Materials provided
────────────────

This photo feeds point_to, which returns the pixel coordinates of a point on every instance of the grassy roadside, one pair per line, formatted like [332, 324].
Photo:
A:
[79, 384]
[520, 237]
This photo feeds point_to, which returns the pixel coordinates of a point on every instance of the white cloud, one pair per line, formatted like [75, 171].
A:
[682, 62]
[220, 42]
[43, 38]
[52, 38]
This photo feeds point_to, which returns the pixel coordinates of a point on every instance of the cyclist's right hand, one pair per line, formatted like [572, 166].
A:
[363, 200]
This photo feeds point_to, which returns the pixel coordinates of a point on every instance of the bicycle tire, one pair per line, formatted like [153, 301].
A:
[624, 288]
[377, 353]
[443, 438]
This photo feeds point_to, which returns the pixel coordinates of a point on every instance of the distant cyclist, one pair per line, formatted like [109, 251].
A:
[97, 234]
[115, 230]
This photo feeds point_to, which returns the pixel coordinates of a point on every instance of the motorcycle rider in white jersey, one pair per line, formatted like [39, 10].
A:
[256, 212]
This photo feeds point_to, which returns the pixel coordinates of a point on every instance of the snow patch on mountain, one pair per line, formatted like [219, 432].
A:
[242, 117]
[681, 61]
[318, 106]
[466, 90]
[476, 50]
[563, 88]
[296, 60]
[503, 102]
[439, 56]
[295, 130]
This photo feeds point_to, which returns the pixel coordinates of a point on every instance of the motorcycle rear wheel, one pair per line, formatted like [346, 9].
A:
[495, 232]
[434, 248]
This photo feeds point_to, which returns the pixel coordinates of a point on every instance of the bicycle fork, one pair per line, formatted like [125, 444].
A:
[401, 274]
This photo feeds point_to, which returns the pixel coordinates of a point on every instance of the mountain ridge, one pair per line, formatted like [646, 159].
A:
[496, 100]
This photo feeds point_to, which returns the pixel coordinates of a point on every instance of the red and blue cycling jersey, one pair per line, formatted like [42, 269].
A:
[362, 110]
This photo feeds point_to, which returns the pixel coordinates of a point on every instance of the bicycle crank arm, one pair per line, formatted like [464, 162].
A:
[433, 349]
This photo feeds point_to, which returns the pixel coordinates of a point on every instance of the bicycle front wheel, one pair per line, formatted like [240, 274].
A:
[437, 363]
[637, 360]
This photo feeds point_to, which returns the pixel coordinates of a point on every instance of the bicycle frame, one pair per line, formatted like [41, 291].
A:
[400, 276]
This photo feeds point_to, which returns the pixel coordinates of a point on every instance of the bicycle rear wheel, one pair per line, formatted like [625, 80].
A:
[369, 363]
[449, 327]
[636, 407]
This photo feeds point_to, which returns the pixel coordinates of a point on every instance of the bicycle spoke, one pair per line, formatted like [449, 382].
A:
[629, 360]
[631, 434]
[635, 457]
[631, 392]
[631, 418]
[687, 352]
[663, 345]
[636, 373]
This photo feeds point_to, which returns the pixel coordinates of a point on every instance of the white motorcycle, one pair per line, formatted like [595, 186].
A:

────────────────

Work required
Please copy every line of the records above word for word, without changing anything.

Task answer
This photo feeds point_to, which returns the pixel coordinates of a point on every instance of the grassy roadside, one pair per line, formatted like [332, 324].
Photo:
A:
[79, 384]
[520, 237]
This photo feeds point_to, which returns the pixel coordinates of a point on every instance of the white cloud, one pair per line, formatted like [75, 171].
A:
[682, 62]
[220, 42]
[43, 38]
[52, 38]
This photo feeds point_to, which returns the pixel coordinates of a point on every instance of the cyclist's right hand, one pair per line, formatted like [572, 166].
A:
[363, 200]
This photo feeds point_to, which returns the pixel coordinates of a point on every instance of the bicycle tire, one pair per line, formatted like [153, 301].
A:
[624, 288]
[377, 353]
[443, 438]
This photo feeds point_to, which returns the pixel coordinates of a point on every instance of the distant cyclist, one pair per line, formatted like [109, 251].
A:
[97, 234]
[115, 230]
This photo feeds point_to, which returns the pixel coordinates of a point on every instance of the motorcycle rider in white jersey, one pair per line, formatted like [39, 10].
A:
[256, 212]
This photo feeds point_to, which returns the pixel coordinates of a point on every instance of the snow patch on mountain, one pair per line, formatted like [219, 432].
A:
[242, 117]
[681, 61]
[318, 106]
[466, 90]
[476, 50]
[563, 88]
[296, 60]
[503, 102]
[439, 56]
[295, 130]
This photo feeds point_to, which returns the pixel coordinates of a point on every instance of the motorcycle rear wheel, one pair per line, formatted like [346, 9].
A:
[495, 232]
[434, 248]
This photo feeds point_to, which returns the pixel coordinates of a point on every instance of the bicycle fork, one pair per line, formatted like [125, 444].
A:
[401, 274]
This photo feeds point_to, which returns the pixel coordinates of a point on every instance of the mountain ridge, one pair per line, formatted like [646, 159].
A:
[496, 100]
This photo feeds point_to, which returns the pixel coordinates of a point on every instance of the red and blue cycling jersey, one pair per line, formatted like [42, 269].
A:
[362, 110]
This photo feeds point_to, which returns the pixel coordinates of a point on every instance of the bicycle crank arm, one pair per line, formatted like [464, 162].
A:
[433, 349]
This photo feeds point_to, which returns the pixel coordinates of a point on every instance of the bicycle front wheel, one pair per line, formatted like [240, 274].
A:
[437, 363]
[637, 360]
This photo feeds point_to, which returns the pixel coordinates of a point on every instance of the bicycle frame, one pair per line, formatted like [41, 291].
A:
[400, 276]
This photo feeds point_to, which returns the pixel coordinates of a point on every instance of the bicycle rear wheel, one pair per line, formatted like [625, 80].
A:
[369, 363]
[449, 327]
[636, 407]
This photo feeds point_to, which returns the pixel coordinates of a point on every instance of the bicycle spoke, one pair per line, formatted like [449, 382].
A:
[629, 360]
[631, 434]
[635, 457]
[631, 392]
[631, 418]
[687, 352]
[663, 345]
[636, 373]
This photo feeds point_to, which returns the pixel coordinates of a point on every instance of the white motorcycle, one pair per line, formatted like [595, 186].
A:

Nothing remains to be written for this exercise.